== Passage ==

● ● ● ●

Though the Home Secretary in the Government of Uttar Pradesh has claimed that those displaced from their villages had been sheltered in state-run camps, there was a conspicuous absence of any official at the Budhana camps. Sanitation seemed to be the least priority since meeting the basic needs of food was itself a challenge.
Inmates of the camp spoke of being attacked without warning with seeming intent to terrorise and drive them out of their villages. Several among them reported being sundered from their families and not knowing their whereabouts. A week into the violence, hopes were fading of ever finding those missing alive.
There were complaints of milk being unavailable for the many children in the camp, though nobody really spoke of a food scarcity. For those of the Muslim faith in Budhana, it was a matter of honour to ensure that nobody seeking their protection at a time of danger should suffer want. The local community leadership seemed especially proud of the manner in which they had stepped up at the time. By the same token, they were rather disdainful of the absence of any official assistance.
At the District Magistrate’s office, staff were neck-deep in work preparing for the visits of the Chief Minister the next day, and of the Prime Minister on September 16. Personnel of the Special Protection Group (SPG) which attends to VVIP security, had landed in the sole helipad available in the district and were examining all arrangements being made for the Prime Minister’s visit. Since the Prime Minister intended to summon top officials from the district for an evaluation meeting, arrangements were being made in the vicinity of the helipad for the gathering. Part of the district administration’s attention was diverted towards ensuring that the helipad and the adjoining conference hall were in appropriate condition to host a VVIP visit and conference. And there also seemed to be a strenuous effort underway to ensure that at least some of the camps would be given the veneer of efficiency and good cheer that could uplift VVIP spirits.
The newly appointed District Magistrate, Kaushal Raj Sharma, was preoccupied with these arrangements, but did this team the courtesy of a brief meeting. He was at pains to correct the impression this team had gathered of a sense of official neglect of the displaced people in makeshift camps. The official presence was thin he said, only because the job of comforting and sheltering the victim-survivors was best left to the community, which would not just deliver the service but also show deeply-needed empathy and fellow-feeling. The administration meanwhile was active from behind the scenes, providing all necessary supplies, including food, for the sustenance of those displaced in the riots. DM Sharma was particularly anxious to underline that the administration was being attentive to the special needs of children and those of tender years, by supplying milk in adequate quantities to the camps.
The Superintendent of Police (SP) and other senior officials, including the Deputy Inspector-General (DIG) and Inspector-General (IG) were unavailable since they were out in the field making necessary arrangements for the Chief Minister’s visit the following day and the Prime Minister’s anticipated arrival the day after.

The administrative vacuum also shows in the absence of official records of the magnitude of human suffering. Columns of the army moving through the villages and combing the fields for bodies – mainly to still rumours that are rife about untold numbers being killed – are the solitary assurance of state protection for the victims. The police have filed their FIRs from initial oral statements from some refugees. They are yet to record statements, or organise affidavits from the victims. Lists of those displaced and the loss of property that has been caused in the villages scattered through at least three tehsils of Muzaffarnagar district, are yet to be prepared.

● ● ● ●

== Work request A ==
Transcribe the part of the report on the Budhana relief camps that starts at "Inmates of the" and ends at "those missing alive.".
== Work request B ==
In the report on the Budhana relief camps, who is the newly appointed District Magistrate?
== Work request C ==
Continue the report on the Budhana relief camps from the point where it stops.
The listing has no connection to the report on the Budhana relief camps.

[Dataset excerpts]

● ● ● ●

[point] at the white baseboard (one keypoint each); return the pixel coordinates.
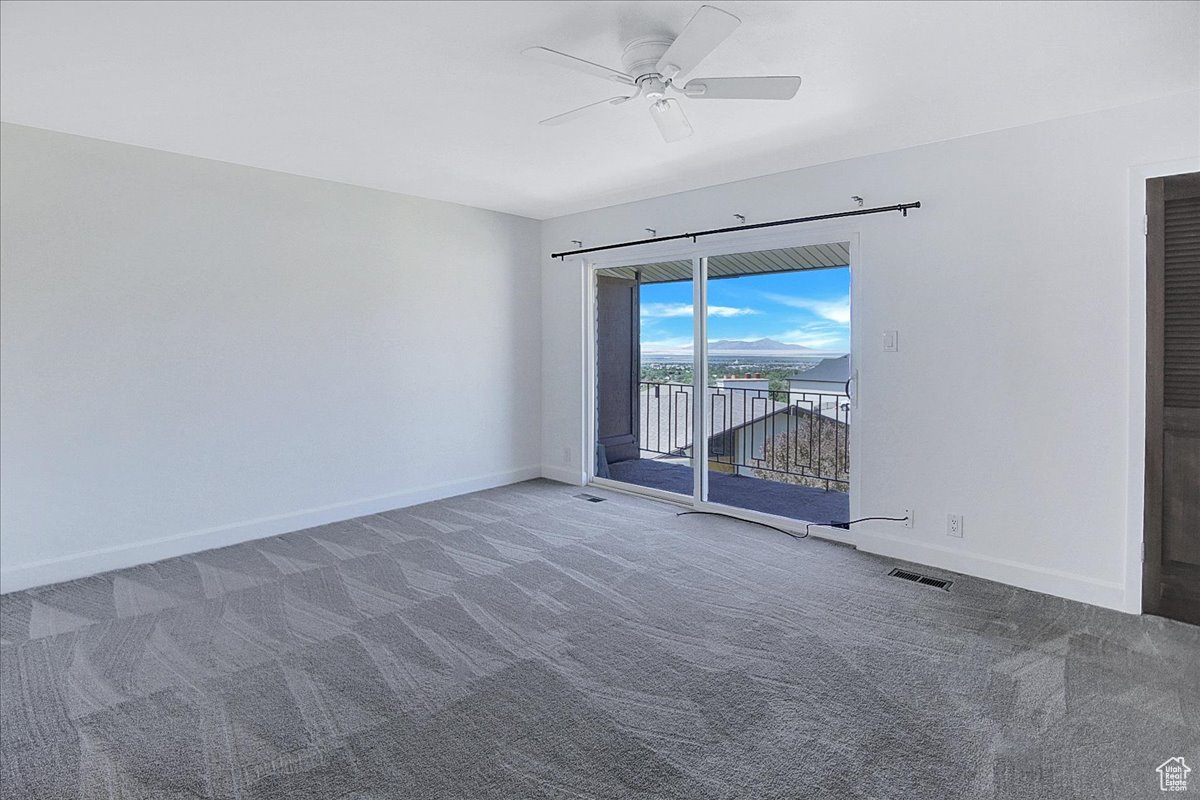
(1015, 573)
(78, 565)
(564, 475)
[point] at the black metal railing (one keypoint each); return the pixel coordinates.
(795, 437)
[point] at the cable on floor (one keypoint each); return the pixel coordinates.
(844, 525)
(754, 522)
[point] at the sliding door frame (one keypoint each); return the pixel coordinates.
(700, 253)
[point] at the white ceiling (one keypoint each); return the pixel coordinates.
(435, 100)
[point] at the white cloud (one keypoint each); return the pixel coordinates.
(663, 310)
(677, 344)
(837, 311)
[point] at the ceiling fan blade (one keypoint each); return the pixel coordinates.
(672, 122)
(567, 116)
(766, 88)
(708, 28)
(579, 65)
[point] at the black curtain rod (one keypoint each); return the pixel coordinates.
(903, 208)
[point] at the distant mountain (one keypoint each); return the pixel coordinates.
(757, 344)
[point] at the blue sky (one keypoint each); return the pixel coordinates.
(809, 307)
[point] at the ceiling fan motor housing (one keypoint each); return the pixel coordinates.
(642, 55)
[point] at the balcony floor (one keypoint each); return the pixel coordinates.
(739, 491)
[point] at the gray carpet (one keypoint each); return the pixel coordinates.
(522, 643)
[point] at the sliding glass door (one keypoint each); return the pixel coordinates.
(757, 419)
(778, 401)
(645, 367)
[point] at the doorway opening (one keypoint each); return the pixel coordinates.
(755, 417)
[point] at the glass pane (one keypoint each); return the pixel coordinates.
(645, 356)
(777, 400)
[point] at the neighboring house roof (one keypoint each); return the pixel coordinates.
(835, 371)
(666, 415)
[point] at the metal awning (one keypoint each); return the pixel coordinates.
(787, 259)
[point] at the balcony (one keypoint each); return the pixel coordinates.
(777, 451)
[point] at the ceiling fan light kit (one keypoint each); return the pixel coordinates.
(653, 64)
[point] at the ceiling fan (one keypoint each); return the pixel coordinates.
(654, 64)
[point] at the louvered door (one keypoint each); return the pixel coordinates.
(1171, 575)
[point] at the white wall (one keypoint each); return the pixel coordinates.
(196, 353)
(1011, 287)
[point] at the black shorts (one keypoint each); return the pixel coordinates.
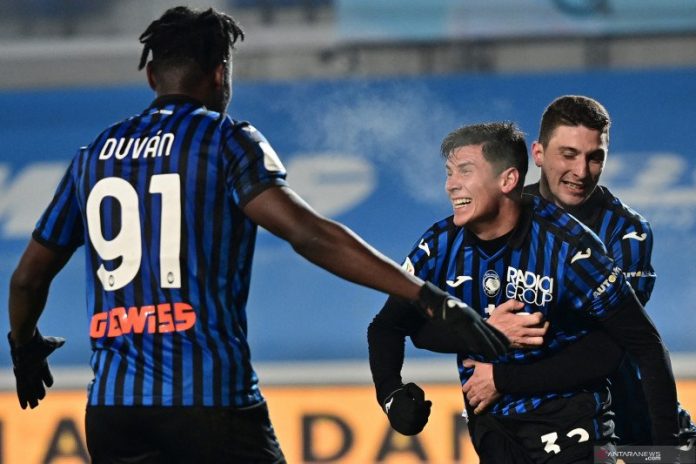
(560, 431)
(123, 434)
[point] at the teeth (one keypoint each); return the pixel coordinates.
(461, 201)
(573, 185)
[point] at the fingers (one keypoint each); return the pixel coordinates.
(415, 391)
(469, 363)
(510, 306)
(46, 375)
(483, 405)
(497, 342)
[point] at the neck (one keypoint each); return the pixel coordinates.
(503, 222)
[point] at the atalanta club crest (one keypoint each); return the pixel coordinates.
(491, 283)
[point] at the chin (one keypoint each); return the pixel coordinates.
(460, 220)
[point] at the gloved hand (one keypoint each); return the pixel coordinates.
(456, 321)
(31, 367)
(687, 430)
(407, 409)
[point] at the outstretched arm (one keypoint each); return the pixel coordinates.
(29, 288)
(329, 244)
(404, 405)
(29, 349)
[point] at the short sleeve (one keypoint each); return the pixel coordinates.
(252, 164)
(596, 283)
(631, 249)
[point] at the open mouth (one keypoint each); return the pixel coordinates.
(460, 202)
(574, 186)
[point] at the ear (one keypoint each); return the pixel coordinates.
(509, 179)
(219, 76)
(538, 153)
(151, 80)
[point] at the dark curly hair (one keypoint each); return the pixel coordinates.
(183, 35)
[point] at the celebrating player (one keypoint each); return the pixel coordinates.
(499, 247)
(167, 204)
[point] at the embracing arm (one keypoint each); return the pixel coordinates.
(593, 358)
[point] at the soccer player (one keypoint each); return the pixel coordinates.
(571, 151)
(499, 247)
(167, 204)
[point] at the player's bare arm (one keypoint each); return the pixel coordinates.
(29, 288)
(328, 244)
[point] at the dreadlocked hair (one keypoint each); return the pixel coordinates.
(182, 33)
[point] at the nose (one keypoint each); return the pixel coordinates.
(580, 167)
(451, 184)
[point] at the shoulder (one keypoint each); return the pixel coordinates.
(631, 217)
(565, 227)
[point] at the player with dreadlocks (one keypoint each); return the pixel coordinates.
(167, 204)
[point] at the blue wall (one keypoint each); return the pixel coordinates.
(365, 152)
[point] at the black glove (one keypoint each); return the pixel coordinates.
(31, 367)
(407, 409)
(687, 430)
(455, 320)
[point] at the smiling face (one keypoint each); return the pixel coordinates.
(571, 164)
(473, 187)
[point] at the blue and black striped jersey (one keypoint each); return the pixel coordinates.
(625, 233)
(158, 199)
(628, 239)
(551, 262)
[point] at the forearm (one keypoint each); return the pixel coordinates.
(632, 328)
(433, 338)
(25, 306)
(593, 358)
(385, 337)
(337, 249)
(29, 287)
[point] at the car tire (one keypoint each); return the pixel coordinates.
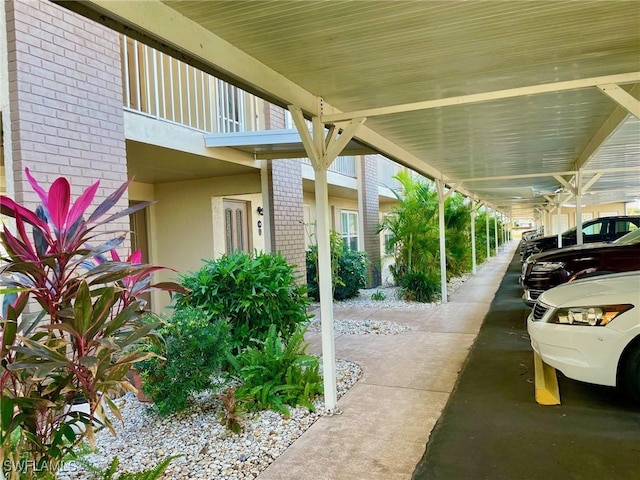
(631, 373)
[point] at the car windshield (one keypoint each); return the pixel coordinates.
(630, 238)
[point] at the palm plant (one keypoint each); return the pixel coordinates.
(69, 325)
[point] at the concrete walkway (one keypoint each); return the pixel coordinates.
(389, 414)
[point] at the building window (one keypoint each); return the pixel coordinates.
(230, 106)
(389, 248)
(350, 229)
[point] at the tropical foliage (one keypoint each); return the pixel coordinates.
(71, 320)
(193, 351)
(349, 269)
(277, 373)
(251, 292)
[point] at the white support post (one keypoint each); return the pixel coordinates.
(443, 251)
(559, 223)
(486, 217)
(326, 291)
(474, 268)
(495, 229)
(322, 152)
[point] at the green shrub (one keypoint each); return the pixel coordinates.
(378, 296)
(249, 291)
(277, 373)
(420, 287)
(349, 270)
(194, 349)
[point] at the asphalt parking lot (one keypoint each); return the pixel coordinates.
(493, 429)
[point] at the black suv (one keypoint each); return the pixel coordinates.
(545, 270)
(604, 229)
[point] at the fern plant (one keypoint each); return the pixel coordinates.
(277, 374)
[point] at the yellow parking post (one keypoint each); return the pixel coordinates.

● ● ● ●

== Written answer A ==
Inmates of the camp spoke of being attacked without warning with seeming intent to terrorise and drive them out of their villages. Several among them reported being sundered from their families and not knowing their whereabouts. A week into the violence, hopes were fading of ever finding those missing alive.

== Written answer B ==
Kaushal Raj Sharma.

== Written answer C ==
As a fact-finding team from New Delhi, we are dismayed by the evidence we see of the severity of the violence in the villages. The official count of those killed is thirty-nine, of which it has been firmly established, six were Hindus – or more specifically Jats – and the rest, Muslims. Again, the official estimate of those displaced is twenty-five thousand, of which all except about seven hundred are Muslims. Those displaced from other faiths, the DM affirms, are Dalits who have fled Muslim-dominated areas in fear of retaliatory violence, though they have not been specifically targeted.
Unofficial counts of those killed put the number much higher: at perhaps fifty-three, on the basis of the number of autopsies performed at various hospitals around the district. And community leaders put the number of the displaced at fifty thousand.
This puts Muzaffarnagar in 2013 in the category of the worst instances of communal strife witnessed in the country. It is certainly the worst in over a decade. This fact-finding team is deeply apprehensive at the short term and long term consequences of this massive and systematic internal displacement, and of the chasm that has opened between the two communities.  What aggravates it further is the fact that the victims had lived in close proximity of the aggressors. They were farm labour in the fields owned by the people who attacked them in their homes.
A reconstruction of the events
When this fact-finding team visited Muzaffarnagar, the threat of violence had abated, though rumour held the field. There were rumours in a Jat quarter of Kutba village – deserted but for the womenfolk who kept vigil over the fields and the cattle – that two from their community had been shot at and possibly killed in another part of the district. This rumour was soon scotched by the district administration. District Magistrate Sharma though confirmed that two bodies had been recovered from the Gang Nahar (or Jauli canal) the previous day and identified, though the causes of their death had not at that time been ascertained. The positive aspect here though, was that with the discovery of these two bodies, all members of the Jat community reported missing, had been accounted for.
This team found however, that even a week after the violence erupted in full-blown fury, there was no agreed narrative on what led to it.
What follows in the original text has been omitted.